*Extract*
BEGIN

“An event is anything that happens. When one event causes or permits another event, the two events together comprise an action. Actions are a [screenplay’s] primary building blocks.”—David Ball
by Carla Iacovetti
In order to comprehend how a screenplay works, you need to have a keen understanding of action and be more than familiar with the tools to create an engaging story that moves forward. Action is a springboard; it gives impetus to the story, and a screenplay is comprised of a series of events that are connected by action.
Sir Isaac Newton said, “For every action there is an equal and opposite reaction,” and while screenwriting has little to do with physics, there appears to be a connecting thread. Action is the result of an event. The incident brings about conflict and the action is the response to the conflict. Dramatic action has two parts.
David Ball, the author of the bestseller Backwards & Forwards says, “Find the first event of each action, then the second, then the connection between the two.” While Backwards & Forwards was originally written for a graduate class when Dr. Ball was a professor at Carnegie Mellon University, it has been used as a reference book for both theatrical students and film schools since it was first published in 1983.

END

*Data lines*
BEGIN

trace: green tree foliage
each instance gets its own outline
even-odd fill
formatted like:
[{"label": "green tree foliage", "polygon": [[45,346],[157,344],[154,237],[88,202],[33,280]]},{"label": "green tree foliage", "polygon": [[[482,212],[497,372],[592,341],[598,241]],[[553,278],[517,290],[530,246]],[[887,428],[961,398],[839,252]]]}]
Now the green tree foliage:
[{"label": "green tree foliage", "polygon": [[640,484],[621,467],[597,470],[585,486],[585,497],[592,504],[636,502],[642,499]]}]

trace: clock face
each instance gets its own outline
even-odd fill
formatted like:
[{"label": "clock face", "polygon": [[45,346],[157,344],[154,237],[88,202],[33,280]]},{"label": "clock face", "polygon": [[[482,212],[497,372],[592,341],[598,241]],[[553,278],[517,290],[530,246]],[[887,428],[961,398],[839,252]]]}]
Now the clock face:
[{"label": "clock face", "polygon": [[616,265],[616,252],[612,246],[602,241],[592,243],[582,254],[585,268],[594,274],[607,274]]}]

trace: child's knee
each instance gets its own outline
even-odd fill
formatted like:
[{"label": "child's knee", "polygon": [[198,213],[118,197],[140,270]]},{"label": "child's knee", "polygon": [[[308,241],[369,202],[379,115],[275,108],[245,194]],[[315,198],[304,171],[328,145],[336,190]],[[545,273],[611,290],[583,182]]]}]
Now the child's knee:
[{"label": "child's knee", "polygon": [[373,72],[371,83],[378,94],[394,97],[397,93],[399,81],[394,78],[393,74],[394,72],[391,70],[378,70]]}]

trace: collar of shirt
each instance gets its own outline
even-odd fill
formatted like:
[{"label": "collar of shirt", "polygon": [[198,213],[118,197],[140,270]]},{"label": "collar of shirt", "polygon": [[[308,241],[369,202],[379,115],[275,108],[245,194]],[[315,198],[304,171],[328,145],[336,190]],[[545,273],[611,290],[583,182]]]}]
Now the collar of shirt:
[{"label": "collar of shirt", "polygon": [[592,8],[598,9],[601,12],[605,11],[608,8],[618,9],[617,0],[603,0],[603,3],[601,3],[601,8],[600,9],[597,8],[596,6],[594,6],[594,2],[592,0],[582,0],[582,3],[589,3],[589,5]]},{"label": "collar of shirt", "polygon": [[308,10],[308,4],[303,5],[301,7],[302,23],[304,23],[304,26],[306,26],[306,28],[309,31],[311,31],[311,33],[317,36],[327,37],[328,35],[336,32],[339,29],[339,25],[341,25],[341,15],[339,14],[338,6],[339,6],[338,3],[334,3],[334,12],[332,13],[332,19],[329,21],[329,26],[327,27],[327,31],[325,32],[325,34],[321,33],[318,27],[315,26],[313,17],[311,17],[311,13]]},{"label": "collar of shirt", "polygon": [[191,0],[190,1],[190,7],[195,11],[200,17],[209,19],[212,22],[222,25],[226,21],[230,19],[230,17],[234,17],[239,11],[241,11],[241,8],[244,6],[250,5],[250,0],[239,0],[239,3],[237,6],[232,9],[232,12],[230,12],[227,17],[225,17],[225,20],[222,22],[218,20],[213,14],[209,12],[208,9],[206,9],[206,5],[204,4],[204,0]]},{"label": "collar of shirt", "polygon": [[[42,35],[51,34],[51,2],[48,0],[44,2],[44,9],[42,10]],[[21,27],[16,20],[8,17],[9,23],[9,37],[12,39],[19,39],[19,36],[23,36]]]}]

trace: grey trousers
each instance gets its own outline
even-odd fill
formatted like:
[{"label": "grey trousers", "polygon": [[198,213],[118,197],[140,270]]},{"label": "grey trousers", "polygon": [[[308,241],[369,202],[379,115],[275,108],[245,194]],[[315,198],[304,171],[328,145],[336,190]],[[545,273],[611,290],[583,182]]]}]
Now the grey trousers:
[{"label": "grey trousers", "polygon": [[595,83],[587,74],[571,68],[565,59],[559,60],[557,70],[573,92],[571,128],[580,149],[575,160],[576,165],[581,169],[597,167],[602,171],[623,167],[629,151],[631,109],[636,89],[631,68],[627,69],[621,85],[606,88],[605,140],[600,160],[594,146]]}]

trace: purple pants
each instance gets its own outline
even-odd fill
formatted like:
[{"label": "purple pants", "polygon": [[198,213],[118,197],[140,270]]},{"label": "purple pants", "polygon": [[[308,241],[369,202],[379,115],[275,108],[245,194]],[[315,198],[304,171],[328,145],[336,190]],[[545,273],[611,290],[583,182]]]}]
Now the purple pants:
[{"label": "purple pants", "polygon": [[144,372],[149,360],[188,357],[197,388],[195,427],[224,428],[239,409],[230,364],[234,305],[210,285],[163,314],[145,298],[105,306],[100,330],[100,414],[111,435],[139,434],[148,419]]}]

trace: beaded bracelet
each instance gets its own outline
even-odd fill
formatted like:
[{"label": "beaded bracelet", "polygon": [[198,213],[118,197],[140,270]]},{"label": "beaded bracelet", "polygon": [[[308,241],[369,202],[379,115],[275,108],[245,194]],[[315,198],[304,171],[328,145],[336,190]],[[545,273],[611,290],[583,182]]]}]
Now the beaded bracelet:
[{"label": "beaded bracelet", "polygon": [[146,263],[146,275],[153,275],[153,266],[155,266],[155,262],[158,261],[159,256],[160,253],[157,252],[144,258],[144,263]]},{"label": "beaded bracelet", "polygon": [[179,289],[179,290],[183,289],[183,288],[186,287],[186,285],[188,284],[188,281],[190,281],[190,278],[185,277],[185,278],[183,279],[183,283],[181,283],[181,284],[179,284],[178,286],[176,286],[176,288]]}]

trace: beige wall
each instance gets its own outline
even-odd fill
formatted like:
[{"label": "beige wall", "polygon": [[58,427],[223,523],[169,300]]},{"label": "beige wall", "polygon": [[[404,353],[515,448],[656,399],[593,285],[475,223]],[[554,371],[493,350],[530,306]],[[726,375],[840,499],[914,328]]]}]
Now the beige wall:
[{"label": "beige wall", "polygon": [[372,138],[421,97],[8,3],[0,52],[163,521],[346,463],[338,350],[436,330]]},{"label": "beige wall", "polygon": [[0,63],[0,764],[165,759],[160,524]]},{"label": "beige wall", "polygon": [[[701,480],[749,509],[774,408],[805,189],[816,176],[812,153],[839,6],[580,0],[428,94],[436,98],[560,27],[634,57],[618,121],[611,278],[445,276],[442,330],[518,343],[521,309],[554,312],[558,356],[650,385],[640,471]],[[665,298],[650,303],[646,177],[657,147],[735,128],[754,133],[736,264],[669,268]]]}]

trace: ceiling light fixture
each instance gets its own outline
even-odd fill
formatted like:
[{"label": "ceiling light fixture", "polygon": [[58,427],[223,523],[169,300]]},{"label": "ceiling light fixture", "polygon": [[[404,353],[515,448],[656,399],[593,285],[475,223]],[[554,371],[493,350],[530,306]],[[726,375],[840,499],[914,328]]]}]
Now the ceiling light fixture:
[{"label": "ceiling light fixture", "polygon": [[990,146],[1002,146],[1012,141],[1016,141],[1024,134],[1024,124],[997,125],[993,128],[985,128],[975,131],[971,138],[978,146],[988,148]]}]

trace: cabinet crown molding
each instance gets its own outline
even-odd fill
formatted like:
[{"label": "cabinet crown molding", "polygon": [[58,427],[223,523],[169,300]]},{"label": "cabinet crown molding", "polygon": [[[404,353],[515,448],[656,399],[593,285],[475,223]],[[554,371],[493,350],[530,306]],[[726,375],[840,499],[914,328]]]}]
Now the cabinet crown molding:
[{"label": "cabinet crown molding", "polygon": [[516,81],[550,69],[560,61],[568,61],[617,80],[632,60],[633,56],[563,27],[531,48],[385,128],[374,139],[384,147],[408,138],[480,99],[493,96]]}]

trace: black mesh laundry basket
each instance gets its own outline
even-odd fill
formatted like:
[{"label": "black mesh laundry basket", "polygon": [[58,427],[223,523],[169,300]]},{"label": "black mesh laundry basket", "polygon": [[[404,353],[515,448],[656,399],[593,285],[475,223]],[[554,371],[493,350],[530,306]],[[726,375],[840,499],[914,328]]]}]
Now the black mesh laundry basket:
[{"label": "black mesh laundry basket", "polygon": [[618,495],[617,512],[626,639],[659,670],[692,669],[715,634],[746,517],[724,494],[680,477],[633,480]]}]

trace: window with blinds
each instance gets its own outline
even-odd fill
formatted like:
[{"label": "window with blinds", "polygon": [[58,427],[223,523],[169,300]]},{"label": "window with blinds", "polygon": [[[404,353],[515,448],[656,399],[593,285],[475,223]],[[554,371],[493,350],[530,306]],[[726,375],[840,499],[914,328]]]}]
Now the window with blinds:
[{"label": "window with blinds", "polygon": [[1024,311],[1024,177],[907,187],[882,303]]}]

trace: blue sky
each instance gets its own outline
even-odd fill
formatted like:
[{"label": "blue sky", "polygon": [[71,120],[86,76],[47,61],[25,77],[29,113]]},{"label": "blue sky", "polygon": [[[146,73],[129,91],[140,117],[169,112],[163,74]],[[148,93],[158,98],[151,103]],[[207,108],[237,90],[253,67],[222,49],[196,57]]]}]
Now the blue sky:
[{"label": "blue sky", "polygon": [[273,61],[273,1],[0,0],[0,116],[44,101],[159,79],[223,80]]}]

END

*Aim of the task*
Reproduce word for word the portion of the screenplay action article starting at "Sir Isaac Newton" and ending at "has two parts.".

*Written response*
Sir Isaac Newton said, “For every action there is an equal and opposite reaction,” and while screenwriting has little to do with physics, there appears to be a connecting thread. Action is the result of an event. The incident brings about conflict and the action is the response to the conflict. Dramatic action has two parts.